- Task statement: Print the following lines back unchanged, all rows included.

(Data listing)
--*--

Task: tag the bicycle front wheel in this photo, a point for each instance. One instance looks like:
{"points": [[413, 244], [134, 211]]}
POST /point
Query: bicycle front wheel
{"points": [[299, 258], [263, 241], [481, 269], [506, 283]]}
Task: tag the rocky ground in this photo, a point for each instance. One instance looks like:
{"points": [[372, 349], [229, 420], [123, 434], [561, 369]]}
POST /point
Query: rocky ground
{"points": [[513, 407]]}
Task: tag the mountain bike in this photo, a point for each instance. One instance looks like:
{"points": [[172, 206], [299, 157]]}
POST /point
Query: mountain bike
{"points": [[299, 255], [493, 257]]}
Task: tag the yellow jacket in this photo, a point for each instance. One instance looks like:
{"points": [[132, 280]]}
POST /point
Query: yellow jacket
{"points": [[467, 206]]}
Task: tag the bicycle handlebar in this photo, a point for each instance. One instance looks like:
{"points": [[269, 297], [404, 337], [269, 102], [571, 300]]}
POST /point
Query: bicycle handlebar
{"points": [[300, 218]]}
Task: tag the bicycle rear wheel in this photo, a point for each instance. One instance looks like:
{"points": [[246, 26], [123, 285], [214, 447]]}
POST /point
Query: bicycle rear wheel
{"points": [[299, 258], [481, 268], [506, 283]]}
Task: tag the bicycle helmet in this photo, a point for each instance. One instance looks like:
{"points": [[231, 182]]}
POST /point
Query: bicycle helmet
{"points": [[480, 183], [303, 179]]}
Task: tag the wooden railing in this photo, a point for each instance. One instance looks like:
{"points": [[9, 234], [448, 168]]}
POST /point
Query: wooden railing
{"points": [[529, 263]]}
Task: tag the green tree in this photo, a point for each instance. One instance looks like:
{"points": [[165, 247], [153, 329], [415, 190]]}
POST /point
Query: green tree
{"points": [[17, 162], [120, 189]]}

--*--

- Result of this exercise:
Task: tag the bicycle front wheel in this photo, a point for each instance. One instance looks like:
{"points": [[413, 244], [134, 211]]}
POST /point
Query: bicycle front wheel
{"points": [[299, 258], [263, 241], [481, 269], [506, 283]]}
Task: tag the rocky ground in this photo, a point for each instance. One instance looks like:
{"points": [[372, 349], [229, 420], [123, 434], [561, 369]]}
POST /point
Query: rocky ground
{"points": [[513, 407]]}
Task: tag the mountain bike in this photo, a point for each instance. One instance looks like:
{"points": [[172, 206], [299, 157]]}
POST /point
Query: mountain bike
{"points": [[299, 255], [493, 257]]}
Task: tag the yellow jacket in this photo, a point for each instance. One instance looks like:
{"points": [[132, 280]]}
POST /point
Query: yellow jacket
{"points": [[467, 206]]}
Task: tag the bicycle handlebar in this photo, a point for each instance. One instance looks like:
{"points": [[269, 297], [404, 337], [269, 102], [571, 300]]}
POST /point
Query: bicycle handlebar
{"points": [[300, 218]]}
Task: tag the bicycle rear wheel in this photo, a point for each instance. One instance looks like:
{"points": [[246, 26], [123, 285], [214, 447]]}
POST /point
Query: bicycle rear wheel
{"points": [[299, 258], [481, 268], [506, 283]]}
Task: tag the bicycle helmet in this photo, a point for each instance. One instance looks like:
{"points": [[231, 182]]}
POST /point
Query: bicycle helmet
{"points": [[480, 183], [303, 179]]}
Task: tag the wooden railing in this photo, a point for each instance. One instance looks like:
{"points": [[9, 234], [448, 168]]}
POST /point
Query: wooden railing
{"points": [[529, 263]]}
Task: tag the green tree in this photo, a point for each instance. One instance looks like:
{"points": [[165, 247], [153, 329], [415, 190]]}
POST /point
Query: green tree
{"points": [[17, 162], [120, 189]]}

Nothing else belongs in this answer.